[Raw rows]
_ _ _ _ _
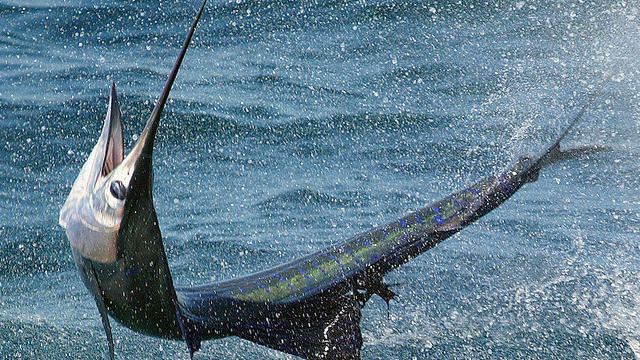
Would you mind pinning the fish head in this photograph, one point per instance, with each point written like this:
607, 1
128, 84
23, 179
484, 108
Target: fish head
112, 193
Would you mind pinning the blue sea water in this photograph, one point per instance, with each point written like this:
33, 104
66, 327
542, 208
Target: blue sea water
294, 125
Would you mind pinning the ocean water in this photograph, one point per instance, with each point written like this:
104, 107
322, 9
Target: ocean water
294, 125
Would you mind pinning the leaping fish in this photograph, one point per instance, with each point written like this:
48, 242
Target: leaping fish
309, 307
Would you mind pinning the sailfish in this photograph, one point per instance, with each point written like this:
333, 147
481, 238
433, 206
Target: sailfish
309, 307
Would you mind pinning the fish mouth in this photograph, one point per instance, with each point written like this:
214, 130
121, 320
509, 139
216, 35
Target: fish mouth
113, 132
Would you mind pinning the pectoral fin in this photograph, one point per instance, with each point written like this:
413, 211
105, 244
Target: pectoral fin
91, 282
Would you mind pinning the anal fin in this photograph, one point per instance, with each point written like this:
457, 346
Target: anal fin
96, 291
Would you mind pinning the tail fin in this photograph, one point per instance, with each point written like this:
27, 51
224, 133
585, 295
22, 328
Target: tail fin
554, 150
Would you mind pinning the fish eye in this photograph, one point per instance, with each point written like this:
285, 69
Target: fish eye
118, 190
_ _ _ _ _
■ What you are asked to do ■
Rewrite all the rows above with "photograph" replaced by "image" wherever it occurs, changing nothing else. Omit the pictures from your answer.

■ Solution to this exercise ■
Would you mind pinning the fish head in this image, one point per instance, with each point written like this:
607, 1
128, 84
23, 179
484, 108
Target: fish head
112, 193
Would you mind pinning the blue sea water in this image, one point per instance, with each point written like this:
33, 104
66, 327
542, 208
Target: blue sea water
294, 125
Would you mind pinning the ocean water in this image, one point per instance, with each point written like this:
104, 107
322, 9
Target: ocean water
294, 125
Would you mind pinning the leaping fish in this image, one point per instance, with each point written like this:
48, 242
Target: leaping fish
309, 307
Would you mind pinning the sailfish in this image, one point per instance, with each point written like this:
333, 147
481, 238
433, 206
Target: sailfish
309, 307
Would you mind pinning the fish mouth in this image, one point per instance, with each point written like this:
214, 130
121, 320
509, 139
216, 35
Target: fish mouth
113, 132
Would you mind pinning the pectoral fin in this image, one point per instance, with each point written like this:
413, 211
105, 244
Target: pectoral fin
91, 282
Would you mind pinning the anal fin in this image, one point per instance, with each point written like this:
457, 346
Target: anal fin
96, 291
Would you mind pinning the tail fin in this image, one point per instance, with each point written like this:
27, 51
224, 133
585, 295
22, 328
Target: tail fin
554, 150
Would you mind pinning the fish eye in this image, one point per instance, with each point written like this:
285, 69
Target: fish eye
118, 190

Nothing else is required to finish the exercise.